Re: planer picks a bad plan (seq-scan instead of index) when adding an additional join

From: Tom Lane <tgl(at)sss(dot)pgh(dot)pa(dot)us>
To: "Thomas H(dot)" <me(at)alternize(dot)com>
Cc: pgsql-general(at)postgresql(dot)org
Subject: Re: planer picks a bad plan (seq-scan instead of index) when adding an additional join
Date: 2006-11-10 00:39:54
Message-ID: 13288.1163119194@sss.pgh.pa.us
Views: Raw Message | Whole Thread | Download mbox | Resend email
Thread:
Lists: pgsql-general

"Thomas H." <me(at)alternize(dot)com> writes:
>> Um, what's the datatype of sm_info_ean and dvd_ean exactly?

> varchar(15) and varchar(14)

OK. I was wondering if you'd tried to use the new contrib/isn code and
it was messing up the estimates somehow. Seems like a red herring.

— Entries supplied —
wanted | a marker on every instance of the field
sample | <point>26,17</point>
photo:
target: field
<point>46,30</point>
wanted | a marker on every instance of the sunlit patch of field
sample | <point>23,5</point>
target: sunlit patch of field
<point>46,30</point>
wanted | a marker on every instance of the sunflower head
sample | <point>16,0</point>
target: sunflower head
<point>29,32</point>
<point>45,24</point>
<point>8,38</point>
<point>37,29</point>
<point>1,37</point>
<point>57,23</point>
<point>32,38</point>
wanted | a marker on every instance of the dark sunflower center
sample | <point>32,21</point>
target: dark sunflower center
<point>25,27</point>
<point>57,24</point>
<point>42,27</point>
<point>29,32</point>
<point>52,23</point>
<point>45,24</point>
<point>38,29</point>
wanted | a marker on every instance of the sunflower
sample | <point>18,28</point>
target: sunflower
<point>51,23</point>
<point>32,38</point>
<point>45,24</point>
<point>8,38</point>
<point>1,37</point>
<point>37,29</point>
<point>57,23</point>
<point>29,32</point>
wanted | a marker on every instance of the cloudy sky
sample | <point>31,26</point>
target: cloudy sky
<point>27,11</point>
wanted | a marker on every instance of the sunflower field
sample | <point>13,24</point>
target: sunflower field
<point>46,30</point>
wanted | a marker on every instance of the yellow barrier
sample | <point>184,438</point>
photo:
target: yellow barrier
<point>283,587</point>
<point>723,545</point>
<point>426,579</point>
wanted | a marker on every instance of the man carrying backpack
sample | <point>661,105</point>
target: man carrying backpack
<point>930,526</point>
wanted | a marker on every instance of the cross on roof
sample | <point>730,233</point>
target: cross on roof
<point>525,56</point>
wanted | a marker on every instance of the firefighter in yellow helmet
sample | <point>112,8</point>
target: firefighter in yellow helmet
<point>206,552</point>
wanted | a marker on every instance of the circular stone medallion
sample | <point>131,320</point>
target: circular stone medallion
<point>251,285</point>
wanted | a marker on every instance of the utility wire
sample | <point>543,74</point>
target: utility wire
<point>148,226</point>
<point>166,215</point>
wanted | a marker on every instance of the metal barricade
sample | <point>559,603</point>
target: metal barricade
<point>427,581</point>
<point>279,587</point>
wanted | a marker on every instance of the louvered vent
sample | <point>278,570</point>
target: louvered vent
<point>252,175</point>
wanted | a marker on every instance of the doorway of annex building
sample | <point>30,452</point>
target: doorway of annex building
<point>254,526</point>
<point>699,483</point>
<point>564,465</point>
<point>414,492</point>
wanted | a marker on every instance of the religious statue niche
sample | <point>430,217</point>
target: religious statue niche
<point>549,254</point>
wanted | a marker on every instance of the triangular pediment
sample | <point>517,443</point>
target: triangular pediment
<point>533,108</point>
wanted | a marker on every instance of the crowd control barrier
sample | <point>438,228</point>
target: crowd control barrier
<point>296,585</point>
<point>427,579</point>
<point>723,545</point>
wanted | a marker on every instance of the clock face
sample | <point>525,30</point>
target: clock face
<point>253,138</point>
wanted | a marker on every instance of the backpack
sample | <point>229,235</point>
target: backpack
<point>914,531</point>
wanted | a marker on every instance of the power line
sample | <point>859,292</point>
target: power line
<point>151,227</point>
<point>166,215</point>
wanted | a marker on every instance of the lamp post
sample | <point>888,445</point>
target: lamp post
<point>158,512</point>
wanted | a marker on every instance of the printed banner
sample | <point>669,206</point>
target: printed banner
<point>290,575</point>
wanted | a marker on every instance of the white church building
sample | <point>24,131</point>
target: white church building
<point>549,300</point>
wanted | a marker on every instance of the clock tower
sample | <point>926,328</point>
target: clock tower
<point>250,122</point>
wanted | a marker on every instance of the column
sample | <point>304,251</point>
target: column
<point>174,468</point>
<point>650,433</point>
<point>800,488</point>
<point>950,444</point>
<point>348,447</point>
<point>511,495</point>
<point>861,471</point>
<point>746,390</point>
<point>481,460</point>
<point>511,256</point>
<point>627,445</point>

— Task goal —
Answer these about the message on the bad query plan:
(a) On what date was it sent?
(b) What datatypes did Thomas H. give for sm_info_ean and dvd_ean?
(c) What had Tom Lane wondered whether Thomas H. had tried to use?
The items have nothing to do with what comes next.

— Final result —
(a) 2006-11-10
(b) varchar(15) and varchar(14)
(c) The new contrib/isn code